**TEXTE FOURNI**

▼▼▼

L’intérêt de cette affaire réside également dans le fait que, jusqu’à présent, ce gouvernement avait fait preuve d’une relative discrétion dans l’affaire Snowden, bien que Snowden eut divulgué le contenu de ses propres fichiers de renseignement, et pas uniquement de ceux de la N.S.A. Jusqu’à dimanche, les autorités britanniques donnaient l’impression d’avoir retenu, au moins en partie, la leçon de l’an dernier, lorsque leur menace d’envahir l’ambassade équatorienne de Londres, pour y capturer Julian Assange, leur valut d’être pointées du doigt par la communauté internationale. Elles continuent néanmoins de violer la loi, en prolongeant la séquestration d’Assange dans l’ambassade, sans doute sur l’ordre de qui-vous-savez.

Le rédacteur en chef du Guardian, Alan Rusbridger, vient de révéler que des instances supérieures du gouvernement du Royaume-Uni profèrent, depuis quelque temps, des menaces graves, à l’encontre de son journal, qu’elles harcèlent, afin d’essayer d’en étouffer les reportages.

▲▲▲

**CONSIGNE**
Reprenez le texte sur les menaces du gouvernement britannique contre le Guardian et poursuivez-le après sa dernière phrase.

**ENREGISTREMENTS EXTRAITS**
▼▼▼

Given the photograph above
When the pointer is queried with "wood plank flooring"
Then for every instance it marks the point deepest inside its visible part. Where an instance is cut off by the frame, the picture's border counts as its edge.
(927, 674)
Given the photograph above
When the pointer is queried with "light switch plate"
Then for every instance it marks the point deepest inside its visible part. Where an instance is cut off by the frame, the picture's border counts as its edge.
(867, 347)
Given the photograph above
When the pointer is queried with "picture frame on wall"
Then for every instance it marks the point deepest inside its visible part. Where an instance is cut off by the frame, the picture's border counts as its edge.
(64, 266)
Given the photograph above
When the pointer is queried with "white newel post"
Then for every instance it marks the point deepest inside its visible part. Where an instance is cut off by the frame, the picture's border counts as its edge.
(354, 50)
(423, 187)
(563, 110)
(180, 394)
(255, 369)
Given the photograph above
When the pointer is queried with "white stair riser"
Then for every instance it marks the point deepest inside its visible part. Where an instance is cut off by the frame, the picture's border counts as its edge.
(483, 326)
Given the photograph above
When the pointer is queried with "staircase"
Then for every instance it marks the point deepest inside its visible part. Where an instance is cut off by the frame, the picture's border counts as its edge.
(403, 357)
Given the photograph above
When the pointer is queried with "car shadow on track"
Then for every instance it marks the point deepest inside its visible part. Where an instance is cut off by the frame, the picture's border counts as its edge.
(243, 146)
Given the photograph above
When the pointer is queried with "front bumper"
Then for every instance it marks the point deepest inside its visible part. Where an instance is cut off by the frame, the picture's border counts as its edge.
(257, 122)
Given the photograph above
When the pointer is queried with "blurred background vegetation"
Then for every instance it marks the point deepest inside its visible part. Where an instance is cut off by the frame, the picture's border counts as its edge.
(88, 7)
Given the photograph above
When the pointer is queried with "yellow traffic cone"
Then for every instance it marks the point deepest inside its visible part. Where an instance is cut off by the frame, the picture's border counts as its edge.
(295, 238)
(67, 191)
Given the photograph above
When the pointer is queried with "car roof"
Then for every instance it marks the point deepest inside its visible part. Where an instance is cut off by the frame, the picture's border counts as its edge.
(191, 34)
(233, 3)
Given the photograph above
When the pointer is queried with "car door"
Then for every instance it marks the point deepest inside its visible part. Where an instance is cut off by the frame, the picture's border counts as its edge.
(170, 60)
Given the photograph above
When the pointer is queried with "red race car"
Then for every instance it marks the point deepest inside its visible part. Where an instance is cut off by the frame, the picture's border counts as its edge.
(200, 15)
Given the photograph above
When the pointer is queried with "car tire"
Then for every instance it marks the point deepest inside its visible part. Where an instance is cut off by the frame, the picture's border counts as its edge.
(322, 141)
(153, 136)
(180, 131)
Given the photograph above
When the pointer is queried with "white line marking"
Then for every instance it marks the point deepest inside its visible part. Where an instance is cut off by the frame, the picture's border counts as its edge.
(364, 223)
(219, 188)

▲▲▲

**RÉPONSE**
À l’autre extrémité de l’éventail des souverainetés nationales, se trouvent les nations indépendantes de l’Amérique Latine, et parmi elles les trois qui ont offert l’asile à Snowden, tandis que jamais aucune des autres ne le livrerait aux États-Unis, si par hasard il atterrissait sur leur territoire (ou demandait l’asile à l’une de leurs ambassades). Ces gouvernements ont pu jouer un rôle majeur dans l’affaire Snowden, ainsi que dans le scandale des pratiques d’espionnage de la N.S.A., parce qu’au cours des quinze dernières années, elles sont parvenues à une « seconde indépendance », qui leur donne la possibilité de mener une politique étrangère autonome.

Sous prétexte de démagogie populiste, les médias dominants, dans leur ensemble font semblant de ne pas voir ou, pire encore, dénigrent la manière dont ils exercent cette indépendance toute neuve. Mais, si l’on regarde le problème avec les yeux de Washington, sa complexité devient tout de suite plus évidente.

Antonio Patriota, le ministre des Affaires Étrangères du Brésil, a exigé que William Hague, qui exerce la même fonction au sein du gouvernement britannique, apporte des réponses aux questions qu’il posait sur la détention de David Miranda. La semaine dernière, lors d’une conférence de presse qu’il tenait en compagnie de John Kerry, le ministre étatsunien des Affaires Étrangères, Patriota évoqua les révélations de Snowden, ainsi que les reportages de Greenwald, sur la désignation des citoyens brésiliens comme cibles prioritaires de la surveillance de la N.S.A., et « l’ombre de méfiance » dont ces informations étaient à l’origine.

Patriota est l’ancien ambassadeur du Brésil à Washington – et personne ne peut l’accuser de garder rancune contre les États-Unis. La semaine dernière, il exigea que l’Administration Obama « mette fin à ses pratiques de violation de la souveraineté ».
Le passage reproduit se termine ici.